◆ INFORMATION SHOWN
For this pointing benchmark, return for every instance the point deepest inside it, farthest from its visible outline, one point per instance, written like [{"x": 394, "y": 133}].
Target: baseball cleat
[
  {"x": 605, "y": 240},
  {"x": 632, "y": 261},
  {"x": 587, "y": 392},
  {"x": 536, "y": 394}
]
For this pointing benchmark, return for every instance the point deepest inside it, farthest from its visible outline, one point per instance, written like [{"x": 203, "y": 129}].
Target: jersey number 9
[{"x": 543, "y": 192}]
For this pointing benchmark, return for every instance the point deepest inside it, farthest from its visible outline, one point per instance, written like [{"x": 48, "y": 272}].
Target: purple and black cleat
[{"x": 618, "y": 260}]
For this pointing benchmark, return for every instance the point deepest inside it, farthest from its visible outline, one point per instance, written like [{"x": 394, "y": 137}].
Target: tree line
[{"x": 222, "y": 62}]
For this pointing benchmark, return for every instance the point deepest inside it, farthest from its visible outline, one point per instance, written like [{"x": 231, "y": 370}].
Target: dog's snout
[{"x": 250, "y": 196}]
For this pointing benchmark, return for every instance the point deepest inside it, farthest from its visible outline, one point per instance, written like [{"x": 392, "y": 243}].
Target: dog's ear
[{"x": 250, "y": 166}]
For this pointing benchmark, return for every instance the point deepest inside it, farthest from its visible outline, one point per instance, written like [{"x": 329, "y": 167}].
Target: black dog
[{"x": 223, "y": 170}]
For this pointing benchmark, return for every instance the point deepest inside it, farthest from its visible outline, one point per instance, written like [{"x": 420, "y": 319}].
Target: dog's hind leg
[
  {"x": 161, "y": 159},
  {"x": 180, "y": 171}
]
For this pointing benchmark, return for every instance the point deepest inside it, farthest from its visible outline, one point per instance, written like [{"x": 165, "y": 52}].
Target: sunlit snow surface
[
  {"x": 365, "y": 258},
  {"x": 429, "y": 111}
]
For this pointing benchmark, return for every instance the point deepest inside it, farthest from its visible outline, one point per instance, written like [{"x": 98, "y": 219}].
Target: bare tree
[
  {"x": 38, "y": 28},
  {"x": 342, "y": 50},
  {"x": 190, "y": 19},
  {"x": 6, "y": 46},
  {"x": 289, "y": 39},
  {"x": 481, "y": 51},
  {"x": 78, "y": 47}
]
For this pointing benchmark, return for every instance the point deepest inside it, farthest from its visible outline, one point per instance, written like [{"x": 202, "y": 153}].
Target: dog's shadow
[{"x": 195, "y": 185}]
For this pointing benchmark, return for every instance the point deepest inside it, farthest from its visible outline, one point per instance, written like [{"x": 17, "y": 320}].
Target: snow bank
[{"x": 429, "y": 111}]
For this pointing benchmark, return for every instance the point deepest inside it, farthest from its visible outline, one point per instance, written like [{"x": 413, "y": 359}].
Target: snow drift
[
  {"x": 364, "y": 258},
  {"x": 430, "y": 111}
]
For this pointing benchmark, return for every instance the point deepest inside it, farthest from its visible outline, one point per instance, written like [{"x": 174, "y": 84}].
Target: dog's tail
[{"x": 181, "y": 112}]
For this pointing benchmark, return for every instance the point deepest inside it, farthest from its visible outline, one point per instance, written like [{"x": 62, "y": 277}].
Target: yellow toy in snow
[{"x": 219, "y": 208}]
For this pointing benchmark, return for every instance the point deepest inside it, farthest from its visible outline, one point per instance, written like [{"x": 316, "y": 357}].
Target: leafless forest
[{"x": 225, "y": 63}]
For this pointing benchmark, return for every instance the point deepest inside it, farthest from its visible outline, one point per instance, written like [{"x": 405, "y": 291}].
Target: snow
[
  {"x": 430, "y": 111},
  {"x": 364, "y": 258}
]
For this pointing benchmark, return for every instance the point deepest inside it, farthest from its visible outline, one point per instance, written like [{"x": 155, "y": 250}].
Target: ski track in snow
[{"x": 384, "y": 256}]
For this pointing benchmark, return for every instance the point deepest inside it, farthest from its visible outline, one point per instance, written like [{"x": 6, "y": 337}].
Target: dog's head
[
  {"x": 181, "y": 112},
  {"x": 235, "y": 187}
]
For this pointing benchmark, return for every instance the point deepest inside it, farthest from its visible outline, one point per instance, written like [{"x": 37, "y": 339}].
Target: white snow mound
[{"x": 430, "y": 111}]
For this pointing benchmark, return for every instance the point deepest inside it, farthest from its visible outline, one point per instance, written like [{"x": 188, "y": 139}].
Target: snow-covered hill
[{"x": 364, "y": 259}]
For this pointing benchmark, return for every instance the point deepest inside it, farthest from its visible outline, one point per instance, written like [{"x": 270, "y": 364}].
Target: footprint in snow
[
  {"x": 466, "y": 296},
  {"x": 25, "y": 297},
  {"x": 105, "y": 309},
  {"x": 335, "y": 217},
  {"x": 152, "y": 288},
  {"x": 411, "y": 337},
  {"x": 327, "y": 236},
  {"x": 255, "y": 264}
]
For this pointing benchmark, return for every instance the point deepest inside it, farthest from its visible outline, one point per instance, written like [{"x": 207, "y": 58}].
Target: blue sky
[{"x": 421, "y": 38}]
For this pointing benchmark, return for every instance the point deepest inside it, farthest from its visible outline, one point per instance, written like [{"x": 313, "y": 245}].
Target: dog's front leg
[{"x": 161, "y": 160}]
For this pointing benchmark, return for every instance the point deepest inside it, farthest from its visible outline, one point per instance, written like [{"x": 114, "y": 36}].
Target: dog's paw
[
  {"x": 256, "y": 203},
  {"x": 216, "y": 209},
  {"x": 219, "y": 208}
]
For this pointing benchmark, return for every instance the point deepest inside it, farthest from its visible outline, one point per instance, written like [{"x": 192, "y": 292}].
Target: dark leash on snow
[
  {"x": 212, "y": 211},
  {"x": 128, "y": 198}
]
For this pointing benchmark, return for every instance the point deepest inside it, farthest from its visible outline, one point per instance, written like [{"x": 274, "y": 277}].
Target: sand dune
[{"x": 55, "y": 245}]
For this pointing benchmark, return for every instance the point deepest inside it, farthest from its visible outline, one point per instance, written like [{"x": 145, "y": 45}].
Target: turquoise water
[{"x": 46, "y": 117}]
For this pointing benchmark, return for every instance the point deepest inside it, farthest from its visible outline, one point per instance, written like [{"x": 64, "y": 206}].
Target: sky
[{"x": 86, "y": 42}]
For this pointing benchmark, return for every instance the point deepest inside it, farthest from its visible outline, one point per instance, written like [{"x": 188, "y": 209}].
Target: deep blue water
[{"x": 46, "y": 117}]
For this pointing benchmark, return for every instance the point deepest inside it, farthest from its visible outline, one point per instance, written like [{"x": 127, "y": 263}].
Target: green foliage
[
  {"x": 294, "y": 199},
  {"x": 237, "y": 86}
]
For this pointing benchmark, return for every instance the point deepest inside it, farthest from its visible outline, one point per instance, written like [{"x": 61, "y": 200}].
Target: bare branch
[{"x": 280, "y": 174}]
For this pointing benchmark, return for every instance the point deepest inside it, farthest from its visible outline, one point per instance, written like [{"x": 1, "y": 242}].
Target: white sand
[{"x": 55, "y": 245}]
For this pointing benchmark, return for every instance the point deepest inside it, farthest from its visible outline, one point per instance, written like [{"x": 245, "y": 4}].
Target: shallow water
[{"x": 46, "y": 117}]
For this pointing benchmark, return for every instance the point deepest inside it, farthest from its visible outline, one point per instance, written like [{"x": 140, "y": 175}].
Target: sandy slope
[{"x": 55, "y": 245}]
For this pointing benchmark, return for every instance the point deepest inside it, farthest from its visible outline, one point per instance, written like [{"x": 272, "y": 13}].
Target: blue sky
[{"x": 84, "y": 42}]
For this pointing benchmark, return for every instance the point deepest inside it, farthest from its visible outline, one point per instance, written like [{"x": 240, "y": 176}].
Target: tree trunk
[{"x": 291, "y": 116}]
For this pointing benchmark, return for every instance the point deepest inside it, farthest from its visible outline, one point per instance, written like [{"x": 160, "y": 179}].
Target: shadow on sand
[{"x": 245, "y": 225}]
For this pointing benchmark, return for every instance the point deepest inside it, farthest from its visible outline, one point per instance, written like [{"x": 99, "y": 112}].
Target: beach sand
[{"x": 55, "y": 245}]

==

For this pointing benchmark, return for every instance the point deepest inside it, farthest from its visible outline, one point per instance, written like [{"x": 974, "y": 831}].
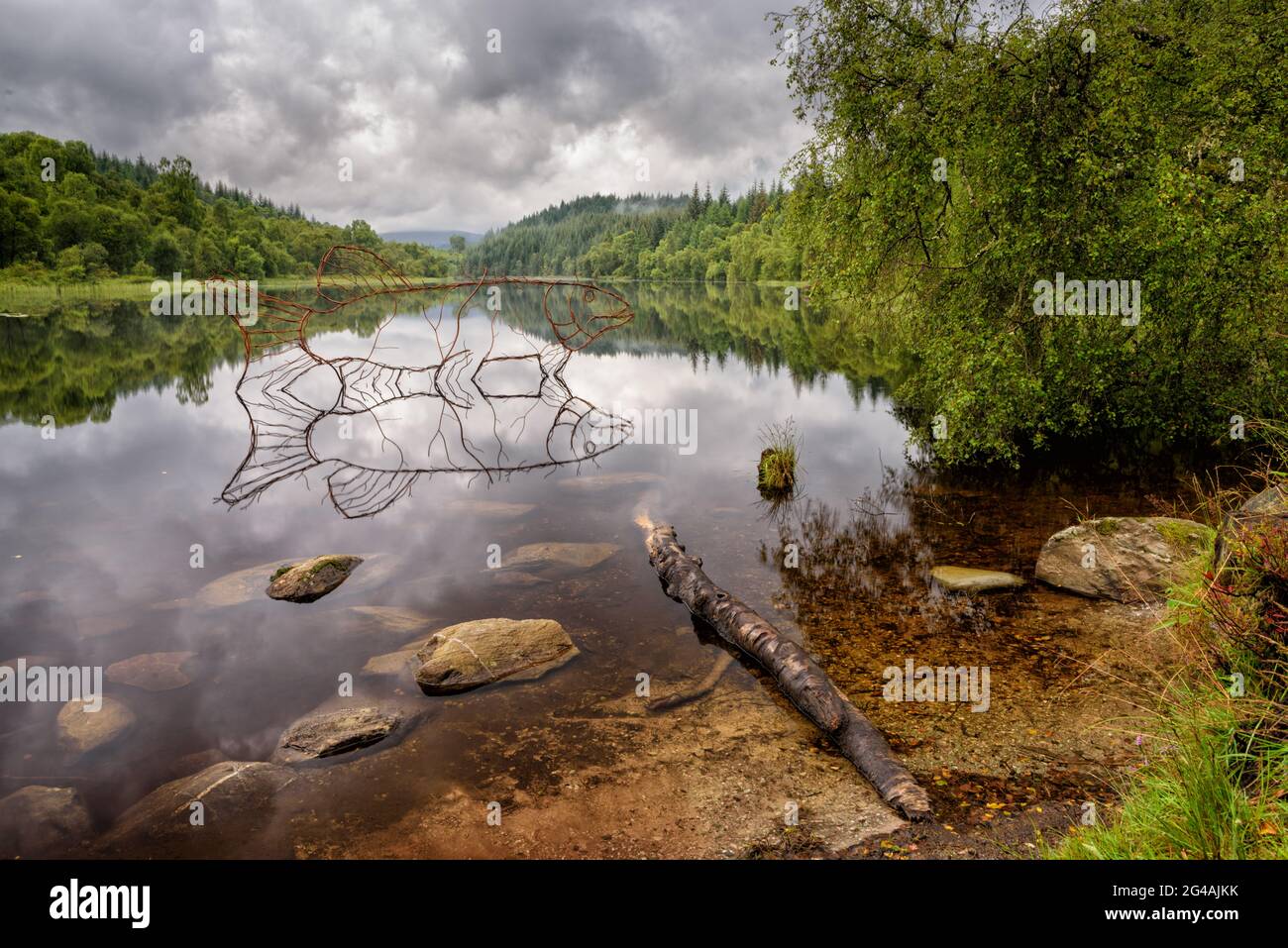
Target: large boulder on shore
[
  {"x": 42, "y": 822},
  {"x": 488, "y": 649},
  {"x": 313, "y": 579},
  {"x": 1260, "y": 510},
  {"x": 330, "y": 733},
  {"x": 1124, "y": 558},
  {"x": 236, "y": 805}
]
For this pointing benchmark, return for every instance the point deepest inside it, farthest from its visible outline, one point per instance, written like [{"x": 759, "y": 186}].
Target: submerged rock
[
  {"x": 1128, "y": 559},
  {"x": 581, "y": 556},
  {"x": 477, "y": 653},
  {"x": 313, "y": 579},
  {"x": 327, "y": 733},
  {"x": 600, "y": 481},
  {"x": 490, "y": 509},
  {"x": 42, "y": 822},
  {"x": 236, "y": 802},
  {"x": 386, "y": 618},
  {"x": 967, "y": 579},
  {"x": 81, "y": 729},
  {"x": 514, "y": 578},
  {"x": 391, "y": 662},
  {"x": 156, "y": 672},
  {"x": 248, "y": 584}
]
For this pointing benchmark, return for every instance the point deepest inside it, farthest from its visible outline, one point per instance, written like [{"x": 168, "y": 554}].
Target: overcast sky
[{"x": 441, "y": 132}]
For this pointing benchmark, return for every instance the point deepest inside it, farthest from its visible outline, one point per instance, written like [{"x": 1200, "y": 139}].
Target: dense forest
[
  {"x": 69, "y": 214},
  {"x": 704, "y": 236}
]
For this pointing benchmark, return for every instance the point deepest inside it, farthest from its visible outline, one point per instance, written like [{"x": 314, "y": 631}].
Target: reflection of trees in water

==

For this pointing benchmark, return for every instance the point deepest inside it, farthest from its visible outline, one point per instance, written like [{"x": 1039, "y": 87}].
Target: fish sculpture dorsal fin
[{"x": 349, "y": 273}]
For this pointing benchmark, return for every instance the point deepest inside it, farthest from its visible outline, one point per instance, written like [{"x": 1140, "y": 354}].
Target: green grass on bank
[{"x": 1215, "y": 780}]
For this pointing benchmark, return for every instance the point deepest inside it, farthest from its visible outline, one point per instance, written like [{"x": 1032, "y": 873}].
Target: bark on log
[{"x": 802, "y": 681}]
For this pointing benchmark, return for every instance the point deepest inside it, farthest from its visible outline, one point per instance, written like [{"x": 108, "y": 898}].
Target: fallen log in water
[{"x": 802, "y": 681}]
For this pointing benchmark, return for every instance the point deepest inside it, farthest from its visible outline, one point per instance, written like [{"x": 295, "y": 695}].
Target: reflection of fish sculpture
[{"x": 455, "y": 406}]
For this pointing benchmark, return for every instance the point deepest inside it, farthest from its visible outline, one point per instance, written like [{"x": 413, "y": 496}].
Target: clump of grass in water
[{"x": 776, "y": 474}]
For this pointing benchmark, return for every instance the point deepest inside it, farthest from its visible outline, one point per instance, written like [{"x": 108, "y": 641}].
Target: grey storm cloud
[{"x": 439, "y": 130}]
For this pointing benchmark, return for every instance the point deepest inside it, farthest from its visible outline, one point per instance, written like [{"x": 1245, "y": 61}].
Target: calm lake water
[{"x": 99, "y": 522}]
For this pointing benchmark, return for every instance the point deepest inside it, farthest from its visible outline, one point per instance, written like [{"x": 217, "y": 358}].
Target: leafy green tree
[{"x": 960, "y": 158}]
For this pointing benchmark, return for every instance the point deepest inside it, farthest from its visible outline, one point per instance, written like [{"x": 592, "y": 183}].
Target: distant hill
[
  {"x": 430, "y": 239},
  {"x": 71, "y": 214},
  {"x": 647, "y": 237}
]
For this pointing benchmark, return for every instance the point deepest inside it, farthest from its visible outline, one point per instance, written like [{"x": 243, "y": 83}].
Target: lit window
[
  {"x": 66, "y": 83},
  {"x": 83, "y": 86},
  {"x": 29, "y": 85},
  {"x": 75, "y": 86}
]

◆ WORK REQUIRED
Gather every line of the items above that contains the word "black".

◆ COMPLETED TASK
Target: purple and black cleat
Target: black dog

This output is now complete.